Task requirements: Skip the pictures. Repeat everything else in the records word for word.

━━ Task inputs ━━

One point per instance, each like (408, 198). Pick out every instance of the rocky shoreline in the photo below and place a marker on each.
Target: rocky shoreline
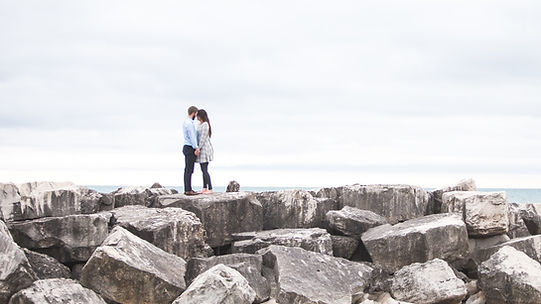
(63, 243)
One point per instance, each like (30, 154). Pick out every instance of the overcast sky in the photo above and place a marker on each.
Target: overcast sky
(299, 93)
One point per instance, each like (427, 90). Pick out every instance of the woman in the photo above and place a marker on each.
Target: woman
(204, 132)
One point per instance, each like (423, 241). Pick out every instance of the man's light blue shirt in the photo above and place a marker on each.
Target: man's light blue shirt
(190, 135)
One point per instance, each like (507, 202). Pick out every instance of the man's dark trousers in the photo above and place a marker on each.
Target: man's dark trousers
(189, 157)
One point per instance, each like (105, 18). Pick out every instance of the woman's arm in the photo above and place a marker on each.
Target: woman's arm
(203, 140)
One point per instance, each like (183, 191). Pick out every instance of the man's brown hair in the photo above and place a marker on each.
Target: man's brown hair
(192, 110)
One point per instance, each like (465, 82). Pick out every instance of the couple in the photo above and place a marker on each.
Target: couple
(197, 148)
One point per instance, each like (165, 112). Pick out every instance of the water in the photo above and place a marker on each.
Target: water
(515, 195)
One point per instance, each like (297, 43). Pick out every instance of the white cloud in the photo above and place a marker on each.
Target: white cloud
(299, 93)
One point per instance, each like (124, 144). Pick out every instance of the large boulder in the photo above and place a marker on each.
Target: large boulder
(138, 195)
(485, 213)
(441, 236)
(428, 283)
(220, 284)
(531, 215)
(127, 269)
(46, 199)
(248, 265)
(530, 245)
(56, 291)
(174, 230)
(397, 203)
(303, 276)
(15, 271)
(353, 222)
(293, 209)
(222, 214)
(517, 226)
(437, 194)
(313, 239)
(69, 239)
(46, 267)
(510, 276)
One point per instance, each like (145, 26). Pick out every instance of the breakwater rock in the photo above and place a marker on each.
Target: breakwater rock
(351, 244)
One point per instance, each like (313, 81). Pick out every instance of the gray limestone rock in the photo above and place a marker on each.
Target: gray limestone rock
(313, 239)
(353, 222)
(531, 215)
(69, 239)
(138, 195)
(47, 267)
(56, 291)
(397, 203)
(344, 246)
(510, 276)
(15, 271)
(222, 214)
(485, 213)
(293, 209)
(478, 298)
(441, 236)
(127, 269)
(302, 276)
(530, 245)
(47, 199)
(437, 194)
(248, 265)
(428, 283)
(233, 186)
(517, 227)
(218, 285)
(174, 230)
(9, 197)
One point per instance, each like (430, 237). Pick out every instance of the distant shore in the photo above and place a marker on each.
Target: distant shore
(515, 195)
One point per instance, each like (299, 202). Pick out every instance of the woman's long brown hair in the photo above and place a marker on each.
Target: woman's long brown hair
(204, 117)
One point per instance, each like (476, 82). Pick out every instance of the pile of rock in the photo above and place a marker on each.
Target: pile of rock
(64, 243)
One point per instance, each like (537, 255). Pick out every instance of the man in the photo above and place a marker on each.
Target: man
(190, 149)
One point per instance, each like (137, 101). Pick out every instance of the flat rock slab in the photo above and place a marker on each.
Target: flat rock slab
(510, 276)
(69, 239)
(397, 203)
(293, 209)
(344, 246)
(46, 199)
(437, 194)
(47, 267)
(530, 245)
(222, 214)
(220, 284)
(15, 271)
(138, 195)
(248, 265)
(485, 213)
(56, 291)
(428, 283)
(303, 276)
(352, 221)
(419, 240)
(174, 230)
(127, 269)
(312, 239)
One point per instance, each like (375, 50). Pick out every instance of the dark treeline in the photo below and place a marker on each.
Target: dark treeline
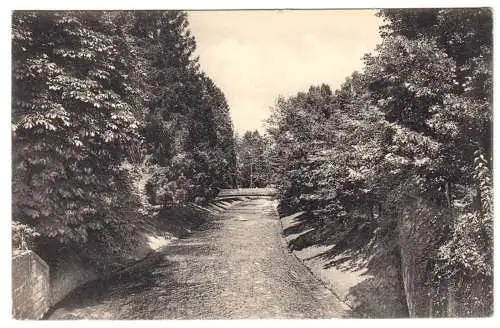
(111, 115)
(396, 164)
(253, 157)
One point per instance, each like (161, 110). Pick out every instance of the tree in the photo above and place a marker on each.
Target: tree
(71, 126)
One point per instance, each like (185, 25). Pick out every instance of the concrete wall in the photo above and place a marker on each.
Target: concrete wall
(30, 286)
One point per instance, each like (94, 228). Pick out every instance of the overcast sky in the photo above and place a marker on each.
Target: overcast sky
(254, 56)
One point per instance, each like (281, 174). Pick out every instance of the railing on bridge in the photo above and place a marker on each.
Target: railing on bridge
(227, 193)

━━━

Answer:
One point per instance, each like (408, 198). Pick out every instance of the rocky shoreline in the photo below and place a marker on each.
Target: rocky shoreline
(63, 243)
One point per instance, each like (30, 154). Pick out every instance of the overcast sky in the photo above and place a marker on each.
Target: overcast sky
(299, 93)
One point per instance, each like (427, 90). Pick out every instance of the woman in the photo above and place a marker on each.
Target: woman
(204, 132)
One point per instance, each like (423, 241). Pick out every instance of the man's light blue shirt in the photo above and place a marker on each.
Target: man's light blue shirt
(190, 135)
One point per instance, each like (507, 202). Pick out every instance of the man's dark trousers in the photo above and place a marker on each.
Target: man's dark trousers
(189, 157)
One point per instance, each like (105, 18). Pick out every instance of the woman's arm in the photo above and place a marker on each.
Target: woman's arm
(203, 140)
One point per instance, each like (183, 191). Pick out every instance of the man's brown hair in the photo above and place a marker on each.
Target: man's brown hair
(192, 110)
One point per instance, each like (465, 82). Pick out every instance of the couple in the photo above and place a marker on each.
Target: couple
(197, 148)
One point per instance, each like (165, 112). Pick out every instance of the water in the photo above and place a marker on each.
Target: water
(515, 195)
One point per instance, each like (297, 43). Pick out every instance of the white cloud in the photo above and place a marker on each.
Target: white cloud
(299, 93)
One point per instance, each like (124, 144). Pick out every instance of the large boulder in the photo above and place a marker on each.
Target: large boulder
(138, 195)
(485, 213)
(441, 236)
(428, 283)
(220, 284)
(531, 215)
(127, 269)
(46, 199)
(248, 265)
(530, 245)
(56, 291)
(174, 230)
(397, 203)
(303, 276)
(15, 271)
(353, 222)
(293, 209)
(222, 214)
(517, 226)
(437, 194)
(313, 239)
(69, 239)
(46, 267)
(510, 276)
One point per instance, each like (145, 26). Pick out every instance of the breakwater rock in the photo above and place a marker on each.
Target: breakwater rock
(351, 244)
One point per instance, each like (313, 81). Pick out every instance of the gray limestone rock in the photo above and place a marker on each.
Target: gray limestone rock
(313, 239)
(353, 222)
(531, 215)
(69, 239)
(138, 195)
(47, 267)
(56, 291)
(397, 203)
(344, 246)
(510, 276)
(15, 271)
(222, 214)
(485, 213)
(293, 209)
(478, 298)
(441, 236)
(127, 269)
(302, 276)
(530, 245)
(47, 199)
(437, 194)
(248, 265)
(428, 283)
(233, 186)
(517, 227)
(218, 285)
(174, 230)
(9, 197)
One point per instance, each like (430, 237). Pick out every instance of the distant shore in the photo above and place a marker on each.
Target: distant shore
(515, 195)
One point per instance, each like (299, 202). Pick out every instance of the woman's long brown hair in the photo above and place a marker on each.
Target: woman's long brown hair
(204, 117)
One point per instance, each like (476, 82). Pick out every instance of the pile of rock in the photo above and place a marker on each.
Target: pile of rock
(64, 243)
One point per instance, each like (537, 255). Pick out every instance of the man in the photo above and place a marker on each.
Target: man
(190, 149)
One point per instance, each like (137, 101). Pick out every instance of the flat rock slab in the photo above and place a marker on each.
Target: flat rock slab
(510, 276)
(69, 239)
(397, 203)
(293, 209)
(344, 246)
(46, 199)
(437, 194)
(47, 267)
(530, 245)
(222, 214)
(220, 284)
(15, 271)
(138, 195)
(248, 265)
(485, 213)
(56, 291)
(428, 283)
(303, 276)
(352, 221)
(419, 240)
(174, 230)
(127, 269)
(312, 239)
One point per instance, each like (375, 50). Pick out every instance of the dark treeline in the photo below and place a marker on each.
Target: dark treeline
(111, 115)
(396, 164)
(253, 157)
One point per instance, each like (161, 110). Pick out every instance of the tree in the photo above and place a marker on each.
Target: tree
(71, 126)
One point per instance, each like (185, 25). Pick out every instance of the concrete wall in the photo above and place a marker on each.
Target: concrete wall
(30, 286)
One point per instance, each like (94, 228). Pick out every instance of the overcast sky in the photo above and place a marker on each.
Target: overcast sky
(254, 56)
One point per instance, each like (281, 174). Pick out every instance of the railing on bridge in the photo above and place a marker on each.
Target: railing on bridge
(227, 193)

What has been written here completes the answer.